**Supplied passage:**
********************

John O'Mara

Personal information
- Full name: John O'Mara
- Date of birth: 19 March 1947 (age 79)
- Place of birth: Farnworth, England
- Position: Forward

Youth career
- Bury

Senior career*
- Years: Team / Apps / (Gls)
- 1965–1967: Gillingham / 0 / (0)
- 1967: → Dover (loan)
- 1967–1968: Margate / 16 / (5)
- 1968–1971: Wimbledon / 124 / (50)
- 1971–1972: Brentford / 53 / (28)
- 1972–1974: Blackburn Rovers / 35 / (10)
- 1974: Chelmsford City / 12 / (5)
- 1974: Bradford City / 3 / (1)
- 1975–1976: Germiston Callies
- 1976–1977: Margate / 16 / (6)
- 1977: Maidstone United
- 1977–1978: Margate / 48 / (21)
- 1978–1979: Dover
- 1979–1980: Ramsgate

= John O'Mara =

English footballer

John O'Mara (born 19 March 1947) is an English former professional footballer who played as a forward. During a nomadic career, he played in the Football League for Brentford, Blackburn Rovers and Bradford City.

==Career==

=== Early years ===
Born in Farnworth, O'Mara began his career in the youth system at Second Division club Bury, before moving to Third Division club Gillingham in October 1965. He failed to make a senior appearance for the Gills and joined Southern League First Division club Dover on loan in February 1967, scoring six goals in what remained of the 1966–67 season, helping the club to Kent Senior Cup success and promotion to the Premier Division as champions. O'Mara returned to Gillingham at the end of the season and departed the club in June 1967.

********************

**Information provided:**
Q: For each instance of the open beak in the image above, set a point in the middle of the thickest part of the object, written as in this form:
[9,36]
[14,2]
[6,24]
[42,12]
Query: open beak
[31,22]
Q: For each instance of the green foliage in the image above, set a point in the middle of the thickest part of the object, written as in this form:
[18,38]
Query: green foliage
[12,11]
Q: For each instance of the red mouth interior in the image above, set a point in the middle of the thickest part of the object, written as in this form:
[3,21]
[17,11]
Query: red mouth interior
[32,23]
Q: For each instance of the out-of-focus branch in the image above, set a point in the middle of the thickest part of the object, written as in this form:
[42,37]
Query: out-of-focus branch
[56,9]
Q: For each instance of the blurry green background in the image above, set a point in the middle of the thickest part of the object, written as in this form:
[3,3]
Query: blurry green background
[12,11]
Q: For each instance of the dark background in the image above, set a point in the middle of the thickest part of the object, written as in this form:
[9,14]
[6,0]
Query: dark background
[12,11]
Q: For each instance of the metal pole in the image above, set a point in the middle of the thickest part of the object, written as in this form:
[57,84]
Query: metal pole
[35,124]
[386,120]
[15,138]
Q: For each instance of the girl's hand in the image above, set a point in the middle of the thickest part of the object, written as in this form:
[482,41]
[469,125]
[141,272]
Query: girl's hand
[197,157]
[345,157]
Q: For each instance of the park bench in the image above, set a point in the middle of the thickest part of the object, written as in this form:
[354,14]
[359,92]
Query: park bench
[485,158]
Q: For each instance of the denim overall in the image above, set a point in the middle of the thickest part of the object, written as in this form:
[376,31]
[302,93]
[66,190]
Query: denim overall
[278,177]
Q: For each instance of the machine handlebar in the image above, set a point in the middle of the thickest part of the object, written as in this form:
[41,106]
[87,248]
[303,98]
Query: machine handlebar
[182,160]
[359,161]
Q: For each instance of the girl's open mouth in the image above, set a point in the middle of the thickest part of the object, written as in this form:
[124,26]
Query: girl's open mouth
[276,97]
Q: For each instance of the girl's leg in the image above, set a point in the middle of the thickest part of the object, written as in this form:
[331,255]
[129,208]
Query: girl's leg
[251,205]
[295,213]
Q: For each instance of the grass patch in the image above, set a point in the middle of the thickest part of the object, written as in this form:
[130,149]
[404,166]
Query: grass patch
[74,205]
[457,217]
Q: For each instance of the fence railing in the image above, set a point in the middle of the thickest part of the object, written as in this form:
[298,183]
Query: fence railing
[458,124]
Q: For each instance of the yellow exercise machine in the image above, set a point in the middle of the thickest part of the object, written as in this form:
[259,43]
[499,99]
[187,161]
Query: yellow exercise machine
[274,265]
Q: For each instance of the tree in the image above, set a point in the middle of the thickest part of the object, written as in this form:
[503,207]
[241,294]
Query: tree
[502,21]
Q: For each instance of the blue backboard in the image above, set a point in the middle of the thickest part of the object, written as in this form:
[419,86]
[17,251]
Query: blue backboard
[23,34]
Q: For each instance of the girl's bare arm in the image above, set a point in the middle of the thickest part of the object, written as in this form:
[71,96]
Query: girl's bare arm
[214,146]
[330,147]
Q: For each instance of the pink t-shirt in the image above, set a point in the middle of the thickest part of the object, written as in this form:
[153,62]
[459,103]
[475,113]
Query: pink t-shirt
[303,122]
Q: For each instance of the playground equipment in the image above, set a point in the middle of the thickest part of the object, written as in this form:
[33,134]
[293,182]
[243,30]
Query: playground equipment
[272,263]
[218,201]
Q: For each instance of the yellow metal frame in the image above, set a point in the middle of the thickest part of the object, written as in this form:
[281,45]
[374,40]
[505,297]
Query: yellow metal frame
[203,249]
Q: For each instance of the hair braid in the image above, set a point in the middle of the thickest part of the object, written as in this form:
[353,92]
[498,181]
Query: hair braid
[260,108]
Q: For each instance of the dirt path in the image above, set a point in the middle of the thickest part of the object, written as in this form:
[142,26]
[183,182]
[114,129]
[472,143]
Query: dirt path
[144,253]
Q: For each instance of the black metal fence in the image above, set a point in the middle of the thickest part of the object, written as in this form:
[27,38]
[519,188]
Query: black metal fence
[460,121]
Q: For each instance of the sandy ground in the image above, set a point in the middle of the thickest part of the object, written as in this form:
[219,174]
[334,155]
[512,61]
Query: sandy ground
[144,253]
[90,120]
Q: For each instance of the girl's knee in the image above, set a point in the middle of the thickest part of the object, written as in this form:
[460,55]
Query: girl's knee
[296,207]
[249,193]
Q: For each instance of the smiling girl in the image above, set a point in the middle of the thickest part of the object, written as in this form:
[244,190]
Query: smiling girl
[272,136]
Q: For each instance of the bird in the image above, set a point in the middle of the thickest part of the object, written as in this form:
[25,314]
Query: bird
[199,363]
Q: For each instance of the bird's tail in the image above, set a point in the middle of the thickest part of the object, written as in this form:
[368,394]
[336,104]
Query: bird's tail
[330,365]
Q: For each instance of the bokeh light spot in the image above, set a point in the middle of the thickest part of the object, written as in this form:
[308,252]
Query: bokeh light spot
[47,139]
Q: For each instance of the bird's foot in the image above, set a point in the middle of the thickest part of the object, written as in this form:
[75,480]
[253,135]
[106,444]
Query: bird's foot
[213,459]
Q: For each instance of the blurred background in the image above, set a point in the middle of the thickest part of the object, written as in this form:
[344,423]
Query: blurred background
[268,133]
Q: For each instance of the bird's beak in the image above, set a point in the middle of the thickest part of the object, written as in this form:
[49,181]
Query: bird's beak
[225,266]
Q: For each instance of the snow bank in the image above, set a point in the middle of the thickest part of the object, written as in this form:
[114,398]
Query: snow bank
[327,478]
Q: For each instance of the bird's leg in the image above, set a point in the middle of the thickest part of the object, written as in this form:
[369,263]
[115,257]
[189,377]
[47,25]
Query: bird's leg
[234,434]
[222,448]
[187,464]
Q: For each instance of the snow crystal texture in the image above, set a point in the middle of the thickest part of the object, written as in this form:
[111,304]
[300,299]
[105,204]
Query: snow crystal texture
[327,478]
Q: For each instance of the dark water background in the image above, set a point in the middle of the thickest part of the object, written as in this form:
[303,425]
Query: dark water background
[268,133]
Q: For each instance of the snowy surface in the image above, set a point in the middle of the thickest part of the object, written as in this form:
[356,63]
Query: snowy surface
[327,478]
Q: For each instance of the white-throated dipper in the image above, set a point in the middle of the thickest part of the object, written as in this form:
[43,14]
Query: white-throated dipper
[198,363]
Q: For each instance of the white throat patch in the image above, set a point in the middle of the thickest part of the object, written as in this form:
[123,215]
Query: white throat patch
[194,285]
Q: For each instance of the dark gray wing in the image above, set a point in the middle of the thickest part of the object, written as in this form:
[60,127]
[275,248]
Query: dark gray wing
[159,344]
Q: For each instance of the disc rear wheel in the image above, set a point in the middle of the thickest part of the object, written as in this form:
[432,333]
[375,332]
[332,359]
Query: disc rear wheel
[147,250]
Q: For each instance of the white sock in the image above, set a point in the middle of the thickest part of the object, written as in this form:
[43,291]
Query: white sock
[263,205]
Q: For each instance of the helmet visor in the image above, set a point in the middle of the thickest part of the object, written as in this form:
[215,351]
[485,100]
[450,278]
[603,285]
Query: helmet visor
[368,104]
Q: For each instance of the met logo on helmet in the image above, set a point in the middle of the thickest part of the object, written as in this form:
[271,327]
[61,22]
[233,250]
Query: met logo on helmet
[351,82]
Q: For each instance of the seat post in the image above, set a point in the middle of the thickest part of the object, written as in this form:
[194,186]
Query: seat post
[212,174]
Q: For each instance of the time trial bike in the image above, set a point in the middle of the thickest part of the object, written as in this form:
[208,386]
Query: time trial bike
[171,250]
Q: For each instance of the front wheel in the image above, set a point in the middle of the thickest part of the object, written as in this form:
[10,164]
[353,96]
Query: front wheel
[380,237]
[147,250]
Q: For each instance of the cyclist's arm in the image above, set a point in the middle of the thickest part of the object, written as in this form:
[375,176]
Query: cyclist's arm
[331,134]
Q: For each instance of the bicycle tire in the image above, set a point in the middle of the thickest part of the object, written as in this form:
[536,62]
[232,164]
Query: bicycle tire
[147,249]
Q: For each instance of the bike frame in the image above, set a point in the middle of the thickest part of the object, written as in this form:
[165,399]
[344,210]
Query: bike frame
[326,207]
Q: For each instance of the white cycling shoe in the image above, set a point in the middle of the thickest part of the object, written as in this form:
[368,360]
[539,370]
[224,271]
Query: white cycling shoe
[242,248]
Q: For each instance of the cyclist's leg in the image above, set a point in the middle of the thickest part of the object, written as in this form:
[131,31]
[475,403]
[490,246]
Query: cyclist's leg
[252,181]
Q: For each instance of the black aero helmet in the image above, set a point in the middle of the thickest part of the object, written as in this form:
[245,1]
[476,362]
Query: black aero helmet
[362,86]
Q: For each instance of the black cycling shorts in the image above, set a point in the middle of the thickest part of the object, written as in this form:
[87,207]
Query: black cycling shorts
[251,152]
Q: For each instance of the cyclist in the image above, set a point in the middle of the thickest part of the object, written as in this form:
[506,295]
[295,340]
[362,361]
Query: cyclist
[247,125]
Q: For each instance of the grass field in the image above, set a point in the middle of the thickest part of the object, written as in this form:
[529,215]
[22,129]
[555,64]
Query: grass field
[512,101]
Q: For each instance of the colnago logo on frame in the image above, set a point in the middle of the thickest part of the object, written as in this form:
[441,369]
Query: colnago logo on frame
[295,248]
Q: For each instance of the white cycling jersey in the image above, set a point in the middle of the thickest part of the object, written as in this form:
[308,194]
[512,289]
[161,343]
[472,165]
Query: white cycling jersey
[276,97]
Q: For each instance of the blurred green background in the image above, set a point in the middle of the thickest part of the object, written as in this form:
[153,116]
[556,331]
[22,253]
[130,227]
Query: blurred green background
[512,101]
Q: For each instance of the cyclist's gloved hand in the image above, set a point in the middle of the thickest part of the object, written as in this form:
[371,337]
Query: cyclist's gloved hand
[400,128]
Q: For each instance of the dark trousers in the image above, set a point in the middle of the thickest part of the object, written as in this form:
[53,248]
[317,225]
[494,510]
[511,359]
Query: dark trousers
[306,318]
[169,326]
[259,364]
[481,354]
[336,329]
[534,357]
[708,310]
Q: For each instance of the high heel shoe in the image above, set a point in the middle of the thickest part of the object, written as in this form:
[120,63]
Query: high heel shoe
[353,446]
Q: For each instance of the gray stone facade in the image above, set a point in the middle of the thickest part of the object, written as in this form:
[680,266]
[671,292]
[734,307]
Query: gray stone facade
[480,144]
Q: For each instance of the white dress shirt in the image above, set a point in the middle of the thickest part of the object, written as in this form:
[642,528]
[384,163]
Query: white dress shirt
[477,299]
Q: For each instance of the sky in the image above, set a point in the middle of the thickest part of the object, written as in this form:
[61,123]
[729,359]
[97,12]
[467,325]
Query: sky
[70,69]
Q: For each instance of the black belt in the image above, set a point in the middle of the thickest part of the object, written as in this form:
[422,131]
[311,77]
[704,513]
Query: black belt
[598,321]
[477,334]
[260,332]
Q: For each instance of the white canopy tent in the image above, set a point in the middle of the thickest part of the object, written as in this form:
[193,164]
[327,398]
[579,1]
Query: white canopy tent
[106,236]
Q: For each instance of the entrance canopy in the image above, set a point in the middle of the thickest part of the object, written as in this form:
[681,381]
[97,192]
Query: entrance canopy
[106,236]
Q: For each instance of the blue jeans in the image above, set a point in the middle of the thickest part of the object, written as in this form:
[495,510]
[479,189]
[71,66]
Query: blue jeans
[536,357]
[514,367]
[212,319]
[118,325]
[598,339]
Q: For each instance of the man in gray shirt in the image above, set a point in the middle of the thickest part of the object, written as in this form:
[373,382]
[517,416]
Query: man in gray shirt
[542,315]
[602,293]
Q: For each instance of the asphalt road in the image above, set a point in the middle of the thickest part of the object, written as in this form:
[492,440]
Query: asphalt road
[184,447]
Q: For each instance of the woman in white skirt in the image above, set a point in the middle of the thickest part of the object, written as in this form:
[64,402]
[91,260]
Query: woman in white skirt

********************

**Tasks for this exercise:**
1/ According to the John O'Mara article, which club did O'Mara move to in October 1965?
2/ Name every club that the John O'Mara article says he played for in the Football League.
3/ Continue the John O'Mara article after its last sentence.

**Answers to the problems:**
1/ He moved to Gillingham, then a Third Division club.

2/ Brentford, Blackburn Rovers and Bradford City

3/
=== Margate ===
O'Mara joined Southern League Premier Division club Margate in June 1967. Injury, fitness and disciplinary problems hampered O'Mara's early months with the club and he spent much of the 1967–68 season in the reserve team, but managed 16 first team appearances and five goals before being released at the end of the season.

=== Wimbledon ===
O'Mara joined Southern League Premier Division club Wimbledon during the 1968 off-season, after having impressed the club's staff with his performance in a match against the Dons while a Margate player in December 1967. He had a prolific spell with the club, scoring 50 goals in 121 games, before departing in March 1971.

=== Brentford ===
O'Mara secured a move to the Football League when he joined Fourth Division club Brentford for a £1,500 fee in March 1971. He made 9 appearances in what remained of the 1970–71 season and scored two goals. O'Mara was a revelation in his first full season at Griffin Park, scoring 25 goals in 40 games to fire the Bees to promotion to the Third Division with a third-place finish. He was presented with the club's Player of the Year award and won the Gallagher's Divisional Footballer of the Year award, chosen by the managers of all the Fourth Division clubs. O'Mara made five appearances and scored one goal in the early part of the 1972–73 season, before departing Brentford in September 1972. He scored 28 goals in 57 games for the club. A possible transfer back to Brentford under then-manager and former teammate John Docherty fell through after Docherty's sacking in 1976.

=== Later years ===

==== 1972–1975 ====
O'Mara joined Third Division club Blackburn Rovers in September 1972 for a then-club record £50,000. He failed to truly settle at Ewood Park, but still managed 10 goals in 35 league games before departing at the end of the 1973–74 season. Following a spell back in non-League football with Southern League Premier Division club Chelmsford City, O'Mara made a return to league football when he signed for Fourth Division club Bradford City in December 1974. His time with the Bantams was short-lived, making three league appearances and scoring one goal.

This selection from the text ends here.